> [EXERCISE REQUIREMENTS]: Write the next part of the researcher profile on natural enemies in Spanish orange groves, starting after its final sentence.

Postgraduate PhD Researcher
Enhancing pest regulation by natural enemies in Spanish orange groves
- BSc (hons) Biology, Cardiff University, 2011.
- MSc Entomology with distinction, Harper Adams University, 2016. Conspecific host discrimination in Aphidius colemani Viereck: A behaviour and chemical investigation.
Associate editor Antenna, Royal Entomological Society.
Alice is undertaking research in orange groves in Huelva, south eastern Spain. The project is jointly funded by the University of Worcester, Primafruit Ltd and Waitrose Plc. She is supervised by Dr Duncan Westbury (Director of studies, University of Worcester),Dr Alberto Urbaneja (Instituto Valenciano de Investigaciones Agrarias, IVIA) and Dr Kate Ashbrook(University of Worcester). The three-year study will investigate the efficacy of a sown non-crop habitat of perennial species as a viable Conservation Biological Control (CBC) strategy in Sweet orange cultivars (Navel and Valencia Orange) in the Huelva region of Andalucía, Spain. The non-crop habitat was sown in autumn 2016 and included 12 flowering plant and two grass species native to Spain. It was established in alleyways between the rows of orange trees across four different orchards. The key aspect of the seed mix is to provide resources for natural enemies including floral resources (nectar and pollen) and alternative prey species for natural enemies. Citrus production is affected by a diverse range of phytophagous pest species, which are typically managed in Spain via an Integrated Pest Management (IPM) approach, this includes the use of targeted insecticides and augmentative release of natural enemies (known as biological control agents). These methods help minimize impacts on non-target species, of which natural enemies are of particular significance. Habitat creation for the conservation of biological control agents is an additional IPM approach for use in citrus.

> [SUPPLIED DATA]:
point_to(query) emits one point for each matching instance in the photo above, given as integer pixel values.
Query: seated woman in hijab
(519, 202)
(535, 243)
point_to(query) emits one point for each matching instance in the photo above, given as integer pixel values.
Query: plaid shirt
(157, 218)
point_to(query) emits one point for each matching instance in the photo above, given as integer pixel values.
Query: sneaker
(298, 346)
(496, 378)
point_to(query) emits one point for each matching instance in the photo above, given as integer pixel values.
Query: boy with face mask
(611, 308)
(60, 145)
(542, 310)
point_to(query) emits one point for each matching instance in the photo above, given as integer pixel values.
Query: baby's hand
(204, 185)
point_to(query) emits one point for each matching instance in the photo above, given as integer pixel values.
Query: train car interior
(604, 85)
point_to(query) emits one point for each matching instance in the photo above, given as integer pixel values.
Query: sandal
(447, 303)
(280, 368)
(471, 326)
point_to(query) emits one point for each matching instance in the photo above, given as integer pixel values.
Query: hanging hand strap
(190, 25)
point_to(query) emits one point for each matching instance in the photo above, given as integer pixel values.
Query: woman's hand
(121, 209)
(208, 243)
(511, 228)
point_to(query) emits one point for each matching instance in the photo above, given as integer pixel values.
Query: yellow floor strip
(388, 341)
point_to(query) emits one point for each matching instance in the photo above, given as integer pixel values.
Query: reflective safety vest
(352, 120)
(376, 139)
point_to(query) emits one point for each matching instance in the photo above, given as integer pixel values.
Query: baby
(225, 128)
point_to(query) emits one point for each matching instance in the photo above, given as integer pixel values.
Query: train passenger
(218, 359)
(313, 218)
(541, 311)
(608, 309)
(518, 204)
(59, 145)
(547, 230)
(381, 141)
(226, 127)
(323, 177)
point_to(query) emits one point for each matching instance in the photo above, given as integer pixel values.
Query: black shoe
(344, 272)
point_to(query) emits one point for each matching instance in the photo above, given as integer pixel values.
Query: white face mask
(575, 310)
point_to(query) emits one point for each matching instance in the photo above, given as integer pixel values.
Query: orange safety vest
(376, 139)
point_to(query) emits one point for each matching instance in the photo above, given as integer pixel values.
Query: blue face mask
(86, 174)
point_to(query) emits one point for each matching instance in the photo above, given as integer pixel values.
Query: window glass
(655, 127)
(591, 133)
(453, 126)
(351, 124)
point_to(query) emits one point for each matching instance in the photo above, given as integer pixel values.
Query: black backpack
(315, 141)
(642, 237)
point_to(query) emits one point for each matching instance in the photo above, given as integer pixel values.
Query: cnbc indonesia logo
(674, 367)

> [TASK ANSWER]:
An integral focus will be on Californian Red Scale (Aonidiella aurantii), which is the principal pest in Sweet orange, and poses the most significant economic impact. Natural enemies of A. aurantii, both native and naturalized, exist in Spain, yet sustaining populations high enough to suppress outbreaks below the economical threshold has proven difficult. This research will involve field trials complemented by laboratory assays to investigate the efficacy of the sown non-crop habitat. It will also elucidate interactions between A. aurantii and its main natural enemies.